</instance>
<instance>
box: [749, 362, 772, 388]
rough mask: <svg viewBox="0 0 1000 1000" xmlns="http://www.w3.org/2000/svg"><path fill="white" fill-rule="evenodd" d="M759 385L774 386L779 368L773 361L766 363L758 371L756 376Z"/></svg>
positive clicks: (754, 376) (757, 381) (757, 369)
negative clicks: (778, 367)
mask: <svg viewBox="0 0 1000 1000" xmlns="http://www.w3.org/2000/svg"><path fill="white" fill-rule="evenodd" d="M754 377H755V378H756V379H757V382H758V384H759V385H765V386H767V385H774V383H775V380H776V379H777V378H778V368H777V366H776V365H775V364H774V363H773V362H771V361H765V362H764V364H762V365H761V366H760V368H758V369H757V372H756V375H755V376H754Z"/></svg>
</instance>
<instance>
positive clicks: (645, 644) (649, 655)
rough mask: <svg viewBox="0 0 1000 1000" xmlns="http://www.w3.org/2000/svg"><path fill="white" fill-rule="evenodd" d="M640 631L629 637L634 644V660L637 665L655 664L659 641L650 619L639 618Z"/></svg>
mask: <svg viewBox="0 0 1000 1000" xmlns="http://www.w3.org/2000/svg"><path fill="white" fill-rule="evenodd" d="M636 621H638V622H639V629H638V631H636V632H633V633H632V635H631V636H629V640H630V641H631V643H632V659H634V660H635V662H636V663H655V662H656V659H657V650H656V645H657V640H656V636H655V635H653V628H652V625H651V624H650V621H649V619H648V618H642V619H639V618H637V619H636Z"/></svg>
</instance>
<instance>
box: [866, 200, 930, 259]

========

Task item: Write out exactly the lines from the one with "box: [749, 362, 772, 388]" through the end of the records above, both ends included, and leave out all other lines.

Solution:
box: [749, 362, 772, 388]
rough mask: <svg viewBox="0 0 1000 1000" xmlns="http://www.w3.org/2000/svg"><path fill="white" fill-rule="evenodd" d="M759 385L774 386L779 368L773 361L766 363L758 371L756 376Z"/></svg>
positive clicks: (754, 376) (757, 381) (757, 369)
negative clicks: (778, 367)
mask: <svg viewBox="0 0 1000 1000" xmlns="http://www.w3.org/2000/svg"><path fill="white" fill-rule="evenodd" d="M754 377H755V378H756V379H757V382H758V384H759V385H765V386H767V385H774V383H775V380H776V379H777V378H778V368H777V366H776V365H775V364H774V363H773V362H771V361H765V362H764V364H762V365H761V366H760V368H758V369H757V372H756V375H755V376H754Z"/></svg>
</instance>
<instance>
positive clicks: (645, 644) (649, 655)
rough mask: <svg viewBox="0 0 1000 1000" xmlns="http://www.w3.org/2000/svg"><path fill="white" fill-rule="evenodd" d="M640 631L629 637L634 644V660L637 665L655 664L659 641L650 619L639 618Z"/></svg>
mask: <svg viewBox="0 0 1000 1000" xmlns="http://www.w3.org/2000/svg"><path fill="white" fill-rule="evenodd" d="M636 621H638V622H639V629H638V631H636V632H633V633H632V635H631V636H629V640H630V641H631V643H632V659H634V660H635V662H636V663H655V662H656V659H657V650H656V645H657V640H656V636H655V635H653V628H652V625H651V624H650V621H649V619H648V618H642V619H639V618H637V619H636Z"/></svg>
</instance>
<instance>
box: [866, 200, 930, 259]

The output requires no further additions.